• Problemas:
a: En el texto sobre el lunes sin inmigrantes en San Francisco, ¿a qué hora seguía en silencio la casa en reconstrucción?
b: Escribe lo que sigue al texto sobre el lunes sin inmigrantes en San Francisco, a partir de su último párrafo.

• Extracto de página:
--------------------

Sociedad

San Francisco en un lunes sin inmigrantes

El lunes 3 de febrero fue un día brillante y frío. Soleado, taciturno, algo triste. Vacío.

Suponía un día laboral más. El que arranca la semana. El más importante e insoportablemente godínez en el slang mexicano.

Sé que es lunes, porque los ruidos de la casa en reconstrucción a dos casas de donde vivo empiezan a sonorizar la muy tranquila calle Worth con su orquesta industrial de taladros y martillos sobre ecos de triplays desde las ocho de la mañana. Dicen que el dueño murió sin que nadie se diera cuenta. Vivía solo en ese hogar que parecía abandonado por lo omiso del jardín y las fachadas a punto de venirse abajo. Algún agente de bienes raíces con el colmillo sin alma aprovechó para comprarla a precio improbable, reconstruirla y revenderla a algún empleado de Apple tan aburrido como para comprarla con dinero en efectivo. Quizás la razón principal por la que San Francisco se está convirtiendo en una ciudad estéril.

Eran las once de la mañana y la casa en reconstrucción seguía en silencio.

El lunes de 3 febrero, organizaciones convocaron la protesta bautizada como A Day Without Inmigrants. Un día en los que inmigrantes, sin documentos o regularizados, detendrían todas sus actividades cotidianas: sin trabajo, sin compras, sin escuela. Los trabajadores de la casa en Worth, como en la mayoría de las construcciones en el Área de la Bahía, son mexicanos, latinos, hispanos.

El edificio de apartamentos en la calle 24 entre Douglas y Diamond, que se encuentra en remodelación después de una advertencia de peligro por terremotos, también lucía abandonada. Sin inmigrantes no hay hogares en San Francisco. Sin inmigrantes y un par de millones de dólares. Es caro vivir aquí.

Colina abajo, la calle 24 desemboca en el corazón de Mission, o La Misión, el barrio latino de San Francisco que vio nacer los primeros riffs de Carlos Santana en la edad de oro hippie de la ciudad. Debo confesar con remordimiento, fue un alivio caminar por la banqueta sin el tráfico de carriolas que parecen más complicadas que la nave espacial Dragon en donde se encuentran atrapados los astronautas que no pueden volver a la tierra. Esas carriolas suelen ocupar más de la mitad de la banqueta. Obstruyen todos los pasillos del autobús 35 de por sí estrechos. Las pocas carriolas que aparecieron esporádicamente eran empujadas por mujeres blancas de cuerpos torneados y gafas de sol costosas.

--------------------

Datos de etiquetado de coordenadas:
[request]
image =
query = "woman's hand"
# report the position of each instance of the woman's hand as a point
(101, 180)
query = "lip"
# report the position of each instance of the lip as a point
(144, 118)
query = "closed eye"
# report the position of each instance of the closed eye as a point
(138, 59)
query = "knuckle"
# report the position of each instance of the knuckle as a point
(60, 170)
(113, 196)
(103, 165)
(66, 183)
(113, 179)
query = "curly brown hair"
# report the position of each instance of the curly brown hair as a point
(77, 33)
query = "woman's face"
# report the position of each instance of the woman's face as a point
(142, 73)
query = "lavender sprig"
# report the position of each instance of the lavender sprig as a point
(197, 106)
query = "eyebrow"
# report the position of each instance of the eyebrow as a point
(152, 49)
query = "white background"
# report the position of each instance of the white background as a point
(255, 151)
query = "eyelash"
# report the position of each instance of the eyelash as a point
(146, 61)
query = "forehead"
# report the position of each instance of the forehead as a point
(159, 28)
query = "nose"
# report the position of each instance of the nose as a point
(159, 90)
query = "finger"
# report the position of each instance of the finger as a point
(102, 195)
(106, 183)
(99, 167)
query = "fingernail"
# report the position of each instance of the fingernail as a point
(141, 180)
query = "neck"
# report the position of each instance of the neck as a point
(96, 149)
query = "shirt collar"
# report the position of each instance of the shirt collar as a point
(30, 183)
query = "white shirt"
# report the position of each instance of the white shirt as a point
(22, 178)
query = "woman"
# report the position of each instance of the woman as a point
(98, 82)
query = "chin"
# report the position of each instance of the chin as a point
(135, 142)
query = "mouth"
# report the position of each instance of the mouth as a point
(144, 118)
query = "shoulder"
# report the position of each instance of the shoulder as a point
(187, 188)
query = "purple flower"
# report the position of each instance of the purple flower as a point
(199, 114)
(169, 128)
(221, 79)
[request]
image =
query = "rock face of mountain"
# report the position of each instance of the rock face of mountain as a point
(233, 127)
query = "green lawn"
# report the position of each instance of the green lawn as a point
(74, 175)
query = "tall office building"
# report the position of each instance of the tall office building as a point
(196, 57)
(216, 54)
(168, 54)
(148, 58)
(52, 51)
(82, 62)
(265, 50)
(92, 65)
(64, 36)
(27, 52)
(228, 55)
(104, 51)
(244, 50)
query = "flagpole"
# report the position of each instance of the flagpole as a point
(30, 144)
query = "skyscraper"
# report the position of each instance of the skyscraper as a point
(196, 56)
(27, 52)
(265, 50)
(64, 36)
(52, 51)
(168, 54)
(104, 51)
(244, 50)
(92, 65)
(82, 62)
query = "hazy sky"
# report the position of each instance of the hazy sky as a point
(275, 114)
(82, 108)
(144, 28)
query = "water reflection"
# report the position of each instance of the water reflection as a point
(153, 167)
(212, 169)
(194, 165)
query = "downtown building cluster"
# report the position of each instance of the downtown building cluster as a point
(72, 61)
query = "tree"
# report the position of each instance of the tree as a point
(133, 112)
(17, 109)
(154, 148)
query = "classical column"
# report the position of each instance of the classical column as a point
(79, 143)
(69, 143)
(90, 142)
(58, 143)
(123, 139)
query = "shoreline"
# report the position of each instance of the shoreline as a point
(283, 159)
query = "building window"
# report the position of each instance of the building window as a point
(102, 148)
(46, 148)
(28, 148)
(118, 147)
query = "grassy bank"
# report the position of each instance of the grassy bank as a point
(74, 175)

--------------------

• Respuestas por tarea:
a: A las once de la mañana.

b:
En los Estados Unidos no existen las colonias que delimiten los espacios. Por lo que se puede decir que La Misión empieza en la calle Valencia. Me detuve en la panadería Arizmendi para comprar un par de chocolatines recién hechos. Arizmendi es una cooperativa en la que en teoría los trabajadores son también los dueños con muchos latinos entre ellos. El lunes 3 de febrero solo había tres socios blancos, dos haciendo pan y pizzas, y uno más cobrando y haciendo café.

A excepción del barullo de comercio informal y sus productos robados, champús, jabones, cargadores, papitas, zapatos, iPhones, de la calle Mission con la 24, afuera de la estación del tren subterráneo que aquí se llama BART (Bay Area Rapid Transit). La Misión estaba despejada y apacible, con la incertidumbre a la vuelta de la esquina. La calma antes de una posible tormenta de deportaciones.

Famosas tiendas de regalos como Luz de Luna y Discodélica, la tienda de viniles especializadas en ritmos latinos, cerraron sus puertas. Sobre las rejas que protege los escaparates pegaron los carteles de A Day Without Inmigrants. También cerraron las panaderías estilo chilango, la tortillería La Palma y The Napper Candy, el bar que siempre me dio la impresión de ser un refugio de blancos arrogantes en medio de un barrio que huele a garnachas, pupusas y cumbia a todo volumen. Me encontré con tres tipos que bebían latas de Tecate afuera del The Napper Candy con la puerta cerrada. Me dijeron salud. “¿Qué haciendo?”, les pregunté. Me contestaron que desafiando a La Migra: “Si me van a deportar, que me arresten pedo”.

¿Por qué habrían de amonestarlos? No eran los únicos quebrando la ley. En la acera de enfrente un indigente caminaba con las nalgas de fuera también con una lata de cerveza. El regreso de Donald Trump ha cambiado la narrativa de la inmigración. Ser inmigrante es lo de menos. Parecer inmigrante es los más peligroso al día de hoy. No es un problema de documentos. Es un perfilamiento racial. Si la migra te ve prieto te preguntará por tus papeles o te pondrá las esposas.

Lo único abierto en el barrio de La Misión son los salones de uñas atendidos mayoritariamente por gente no morena.

Por el momento San Francisco se ha manifestado en contra de las redadas contra inmigrantes, pero tampoco tiene mucho poder frente al despliegue federal.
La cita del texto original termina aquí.